▶ Exercise brief
Show each line from the items below that contains the string "trim", copying every such line in full.

=== Working data ===

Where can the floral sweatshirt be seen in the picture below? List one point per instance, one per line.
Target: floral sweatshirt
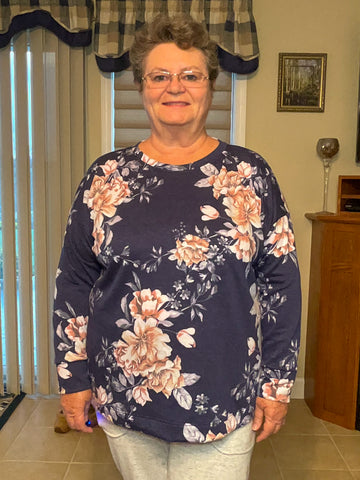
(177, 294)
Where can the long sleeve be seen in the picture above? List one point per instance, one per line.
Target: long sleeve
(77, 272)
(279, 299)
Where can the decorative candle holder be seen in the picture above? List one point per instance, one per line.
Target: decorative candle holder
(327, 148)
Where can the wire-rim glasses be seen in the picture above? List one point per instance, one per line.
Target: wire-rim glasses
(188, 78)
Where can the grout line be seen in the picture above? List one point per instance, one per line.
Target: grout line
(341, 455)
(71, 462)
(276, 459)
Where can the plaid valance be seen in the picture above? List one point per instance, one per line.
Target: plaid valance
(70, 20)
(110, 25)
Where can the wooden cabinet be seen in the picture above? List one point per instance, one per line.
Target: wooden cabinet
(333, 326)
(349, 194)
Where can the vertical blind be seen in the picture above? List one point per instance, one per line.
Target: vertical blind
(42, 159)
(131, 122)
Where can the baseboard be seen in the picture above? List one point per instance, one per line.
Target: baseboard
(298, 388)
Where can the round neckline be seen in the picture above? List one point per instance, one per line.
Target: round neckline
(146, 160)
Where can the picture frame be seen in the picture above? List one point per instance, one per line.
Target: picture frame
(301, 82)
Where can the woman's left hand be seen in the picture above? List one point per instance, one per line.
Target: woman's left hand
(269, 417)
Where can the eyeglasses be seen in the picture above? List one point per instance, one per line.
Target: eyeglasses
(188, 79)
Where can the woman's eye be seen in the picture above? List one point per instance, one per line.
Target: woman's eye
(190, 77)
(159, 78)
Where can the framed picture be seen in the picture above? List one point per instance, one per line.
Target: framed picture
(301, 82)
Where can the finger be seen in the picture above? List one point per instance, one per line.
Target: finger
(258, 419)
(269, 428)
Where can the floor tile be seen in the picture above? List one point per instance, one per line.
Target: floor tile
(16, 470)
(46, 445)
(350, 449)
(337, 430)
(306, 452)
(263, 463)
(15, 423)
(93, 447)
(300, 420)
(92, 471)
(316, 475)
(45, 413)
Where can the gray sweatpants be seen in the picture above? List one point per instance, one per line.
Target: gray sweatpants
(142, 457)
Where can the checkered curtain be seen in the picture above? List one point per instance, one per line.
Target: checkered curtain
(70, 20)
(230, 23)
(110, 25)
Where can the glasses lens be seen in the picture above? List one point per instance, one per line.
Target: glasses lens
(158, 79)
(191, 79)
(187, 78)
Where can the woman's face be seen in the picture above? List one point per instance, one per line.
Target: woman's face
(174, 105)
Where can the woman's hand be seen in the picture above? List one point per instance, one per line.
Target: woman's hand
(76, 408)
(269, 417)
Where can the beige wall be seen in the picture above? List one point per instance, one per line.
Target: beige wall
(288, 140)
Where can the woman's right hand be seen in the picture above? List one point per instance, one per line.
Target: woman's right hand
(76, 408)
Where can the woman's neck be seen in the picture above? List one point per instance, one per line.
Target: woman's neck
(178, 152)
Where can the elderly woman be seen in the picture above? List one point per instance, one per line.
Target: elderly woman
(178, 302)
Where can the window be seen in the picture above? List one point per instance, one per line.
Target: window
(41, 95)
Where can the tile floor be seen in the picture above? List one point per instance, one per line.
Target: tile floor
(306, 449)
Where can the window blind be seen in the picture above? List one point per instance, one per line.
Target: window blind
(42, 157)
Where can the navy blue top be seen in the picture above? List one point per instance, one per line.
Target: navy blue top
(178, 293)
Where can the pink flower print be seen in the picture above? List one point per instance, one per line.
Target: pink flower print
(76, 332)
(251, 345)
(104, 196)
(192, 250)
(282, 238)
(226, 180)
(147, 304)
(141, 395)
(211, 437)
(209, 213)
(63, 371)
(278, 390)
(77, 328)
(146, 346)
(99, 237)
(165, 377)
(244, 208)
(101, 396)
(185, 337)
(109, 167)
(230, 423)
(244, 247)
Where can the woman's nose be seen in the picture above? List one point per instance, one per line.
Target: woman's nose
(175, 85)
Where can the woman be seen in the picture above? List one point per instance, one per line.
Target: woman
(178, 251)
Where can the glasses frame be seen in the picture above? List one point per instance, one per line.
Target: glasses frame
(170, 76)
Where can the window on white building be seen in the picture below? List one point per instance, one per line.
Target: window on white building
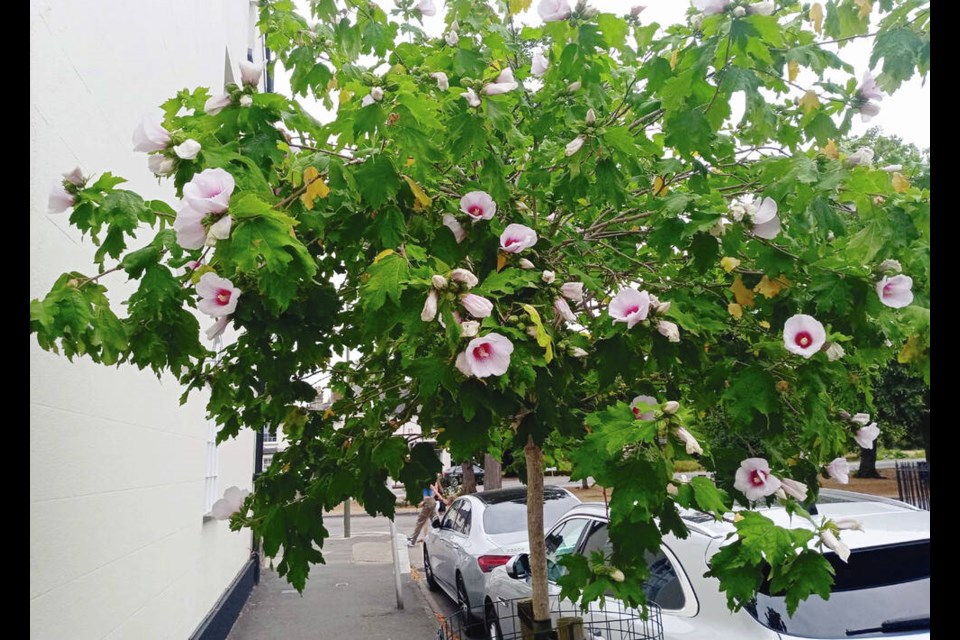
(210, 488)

===
=== Working data ===

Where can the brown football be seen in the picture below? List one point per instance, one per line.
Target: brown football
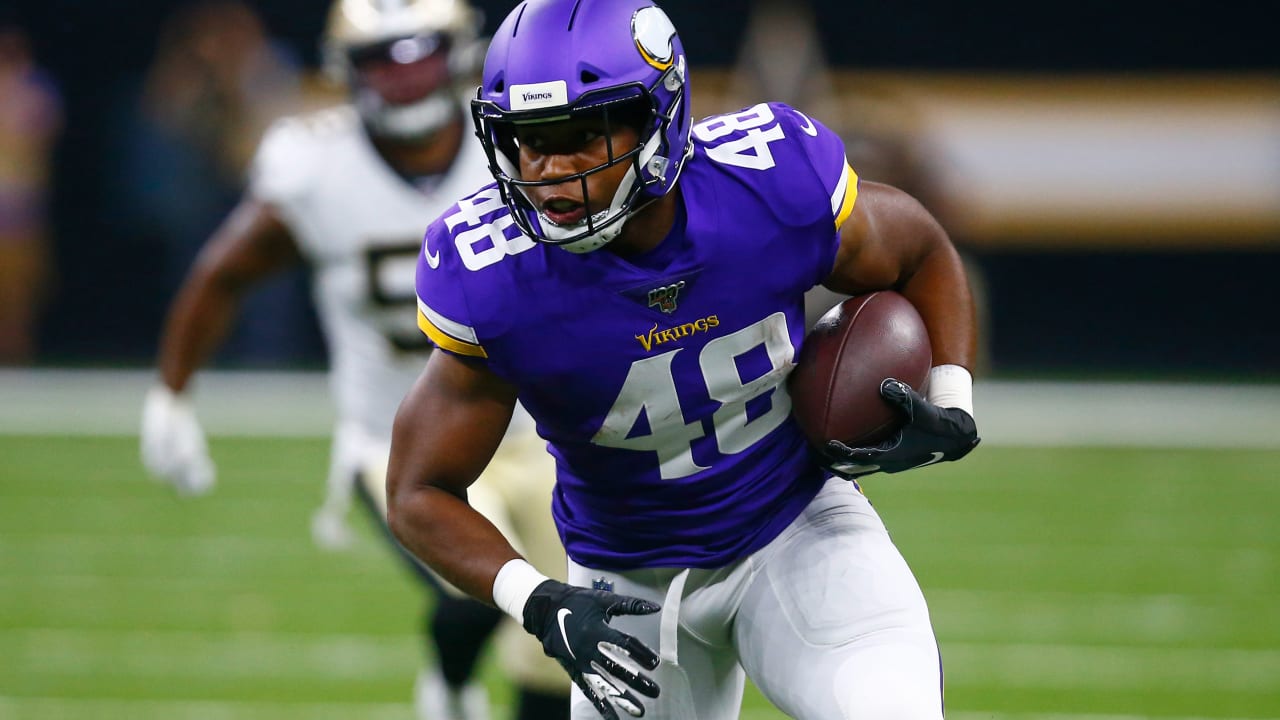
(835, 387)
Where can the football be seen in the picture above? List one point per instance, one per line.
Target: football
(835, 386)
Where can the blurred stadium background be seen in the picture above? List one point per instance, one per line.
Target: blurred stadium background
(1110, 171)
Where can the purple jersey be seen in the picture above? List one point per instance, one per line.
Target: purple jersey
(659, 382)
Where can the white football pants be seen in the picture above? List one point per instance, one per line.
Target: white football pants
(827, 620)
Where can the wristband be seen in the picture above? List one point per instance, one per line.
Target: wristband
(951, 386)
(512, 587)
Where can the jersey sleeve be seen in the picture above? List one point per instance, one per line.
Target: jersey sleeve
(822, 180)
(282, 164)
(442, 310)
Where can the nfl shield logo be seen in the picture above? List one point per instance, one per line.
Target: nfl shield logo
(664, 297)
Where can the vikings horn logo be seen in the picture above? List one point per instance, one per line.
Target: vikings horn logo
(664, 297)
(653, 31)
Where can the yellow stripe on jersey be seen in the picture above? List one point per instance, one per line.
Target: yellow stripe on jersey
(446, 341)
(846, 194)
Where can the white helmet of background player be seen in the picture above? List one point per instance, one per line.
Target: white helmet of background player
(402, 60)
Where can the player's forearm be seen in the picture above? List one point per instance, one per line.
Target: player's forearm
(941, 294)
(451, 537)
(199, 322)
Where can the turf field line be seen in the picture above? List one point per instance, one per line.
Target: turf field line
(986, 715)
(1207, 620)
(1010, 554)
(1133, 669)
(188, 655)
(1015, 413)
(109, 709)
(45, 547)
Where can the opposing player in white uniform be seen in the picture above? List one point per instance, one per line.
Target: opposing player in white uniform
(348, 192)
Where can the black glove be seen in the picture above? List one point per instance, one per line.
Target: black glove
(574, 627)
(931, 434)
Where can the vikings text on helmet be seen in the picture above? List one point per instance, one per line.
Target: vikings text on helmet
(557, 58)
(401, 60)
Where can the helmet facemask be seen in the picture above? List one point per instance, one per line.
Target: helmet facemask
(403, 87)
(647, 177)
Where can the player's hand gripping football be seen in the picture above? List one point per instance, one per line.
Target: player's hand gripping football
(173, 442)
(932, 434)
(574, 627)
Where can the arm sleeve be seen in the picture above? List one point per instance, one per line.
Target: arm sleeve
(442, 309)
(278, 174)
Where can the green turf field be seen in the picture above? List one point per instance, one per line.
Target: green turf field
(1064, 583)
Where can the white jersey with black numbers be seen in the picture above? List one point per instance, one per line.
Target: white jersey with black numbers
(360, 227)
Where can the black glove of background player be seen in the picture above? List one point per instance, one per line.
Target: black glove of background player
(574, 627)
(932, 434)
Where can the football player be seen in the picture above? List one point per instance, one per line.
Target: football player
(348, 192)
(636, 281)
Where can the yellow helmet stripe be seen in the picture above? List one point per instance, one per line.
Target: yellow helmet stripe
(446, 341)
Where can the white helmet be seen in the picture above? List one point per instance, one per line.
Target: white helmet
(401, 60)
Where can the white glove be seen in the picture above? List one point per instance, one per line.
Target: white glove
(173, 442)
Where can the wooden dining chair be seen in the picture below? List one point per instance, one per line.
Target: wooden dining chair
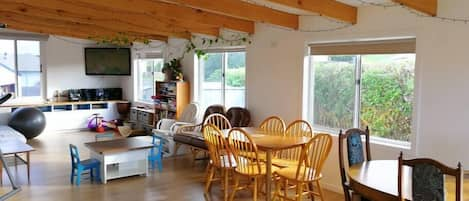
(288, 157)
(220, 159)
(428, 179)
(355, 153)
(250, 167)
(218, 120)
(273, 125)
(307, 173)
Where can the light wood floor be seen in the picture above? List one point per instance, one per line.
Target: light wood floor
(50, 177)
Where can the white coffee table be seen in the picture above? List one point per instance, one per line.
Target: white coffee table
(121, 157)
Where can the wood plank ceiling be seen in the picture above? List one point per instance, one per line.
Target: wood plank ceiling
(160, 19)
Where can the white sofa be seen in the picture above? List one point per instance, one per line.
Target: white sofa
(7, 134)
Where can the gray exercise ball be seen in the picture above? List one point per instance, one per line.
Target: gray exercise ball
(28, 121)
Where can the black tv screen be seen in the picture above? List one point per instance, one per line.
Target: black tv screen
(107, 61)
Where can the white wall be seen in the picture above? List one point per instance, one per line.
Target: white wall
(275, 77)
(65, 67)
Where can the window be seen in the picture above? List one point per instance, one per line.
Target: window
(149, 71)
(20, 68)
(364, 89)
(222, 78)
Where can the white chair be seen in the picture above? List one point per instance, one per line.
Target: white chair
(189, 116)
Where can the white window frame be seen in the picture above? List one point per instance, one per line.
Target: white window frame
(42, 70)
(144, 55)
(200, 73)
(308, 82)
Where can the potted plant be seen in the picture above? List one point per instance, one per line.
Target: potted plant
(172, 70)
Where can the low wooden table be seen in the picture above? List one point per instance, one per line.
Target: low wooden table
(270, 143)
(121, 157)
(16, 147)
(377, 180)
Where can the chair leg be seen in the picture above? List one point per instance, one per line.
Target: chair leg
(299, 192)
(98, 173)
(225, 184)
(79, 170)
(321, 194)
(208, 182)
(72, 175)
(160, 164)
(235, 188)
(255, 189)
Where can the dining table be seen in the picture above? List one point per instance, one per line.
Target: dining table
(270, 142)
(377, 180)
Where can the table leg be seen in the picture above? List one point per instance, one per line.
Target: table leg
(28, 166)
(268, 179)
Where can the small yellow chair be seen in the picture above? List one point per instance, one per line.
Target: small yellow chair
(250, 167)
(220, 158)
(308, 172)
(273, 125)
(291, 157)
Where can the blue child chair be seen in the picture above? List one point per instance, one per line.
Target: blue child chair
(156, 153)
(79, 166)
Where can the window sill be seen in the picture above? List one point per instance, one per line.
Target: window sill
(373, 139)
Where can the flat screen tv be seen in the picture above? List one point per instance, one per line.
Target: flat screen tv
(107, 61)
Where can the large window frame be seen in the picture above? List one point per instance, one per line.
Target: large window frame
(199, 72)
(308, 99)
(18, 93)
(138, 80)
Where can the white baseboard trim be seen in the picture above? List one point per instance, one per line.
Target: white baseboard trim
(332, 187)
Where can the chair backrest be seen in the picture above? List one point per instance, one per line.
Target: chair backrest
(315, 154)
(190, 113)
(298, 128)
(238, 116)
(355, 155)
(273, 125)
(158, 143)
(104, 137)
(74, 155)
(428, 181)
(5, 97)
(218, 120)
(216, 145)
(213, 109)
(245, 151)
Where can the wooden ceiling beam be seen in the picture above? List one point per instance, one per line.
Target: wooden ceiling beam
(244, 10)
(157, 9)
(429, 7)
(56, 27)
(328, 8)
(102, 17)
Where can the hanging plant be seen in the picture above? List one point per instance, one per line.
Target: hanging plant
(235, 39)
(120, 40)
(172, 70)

===
=== Working data ===

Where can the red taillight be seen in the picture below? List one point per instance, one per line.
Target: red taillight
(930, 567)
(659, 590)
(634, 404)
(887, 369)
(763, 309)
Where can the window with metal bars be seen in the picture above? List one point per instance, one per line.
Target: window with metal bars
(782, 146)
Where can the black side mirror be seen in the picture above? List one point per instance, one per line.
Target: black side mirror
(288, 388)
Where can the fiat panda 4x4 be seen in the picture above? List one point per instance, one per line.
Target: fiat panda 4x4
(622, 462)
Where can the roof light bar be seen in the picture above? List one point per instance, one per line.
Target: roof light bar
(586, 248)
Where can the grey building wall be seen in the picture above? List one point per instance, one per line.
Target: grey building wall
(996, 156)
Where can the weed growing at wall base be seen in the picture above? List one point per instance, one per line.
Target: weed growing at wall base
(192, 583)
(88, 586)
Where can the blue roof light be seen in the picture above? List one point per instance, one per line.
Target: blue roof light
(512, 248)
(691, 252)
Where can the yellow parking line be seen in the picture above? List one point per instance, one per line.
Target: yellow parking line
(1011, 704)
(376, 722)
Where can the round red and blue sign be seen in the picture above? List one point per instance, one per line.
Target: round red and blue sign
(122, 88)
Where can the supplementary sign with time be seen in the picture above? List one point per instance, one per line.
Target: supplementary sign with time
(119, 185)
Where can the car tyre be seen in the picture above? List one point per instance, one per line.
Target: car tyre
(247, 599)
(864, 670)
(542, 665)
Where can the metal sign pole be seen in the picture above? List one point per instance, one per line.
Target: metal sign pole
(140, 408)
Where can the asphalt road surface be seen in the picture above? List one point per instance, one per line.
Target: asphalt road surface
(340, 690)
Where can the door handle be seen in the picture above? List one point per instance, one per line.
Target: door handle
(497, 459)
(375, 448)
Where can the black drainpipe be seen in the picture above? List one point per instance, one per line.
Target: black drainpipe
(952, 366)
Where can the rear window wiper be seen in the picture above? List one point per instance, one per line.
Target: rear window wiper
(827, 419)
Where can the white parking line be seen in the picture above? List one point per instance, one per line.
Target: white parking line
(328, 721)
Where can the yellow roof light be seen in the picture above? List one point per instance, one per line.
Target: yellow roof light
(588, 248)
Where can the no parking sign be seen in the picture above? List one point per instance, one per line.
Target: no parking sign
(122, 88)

===

▶ Correct response
Where can the white baseboard trim be seen in the picture above? List one point per instance, one per line.
Target: white baseboard trim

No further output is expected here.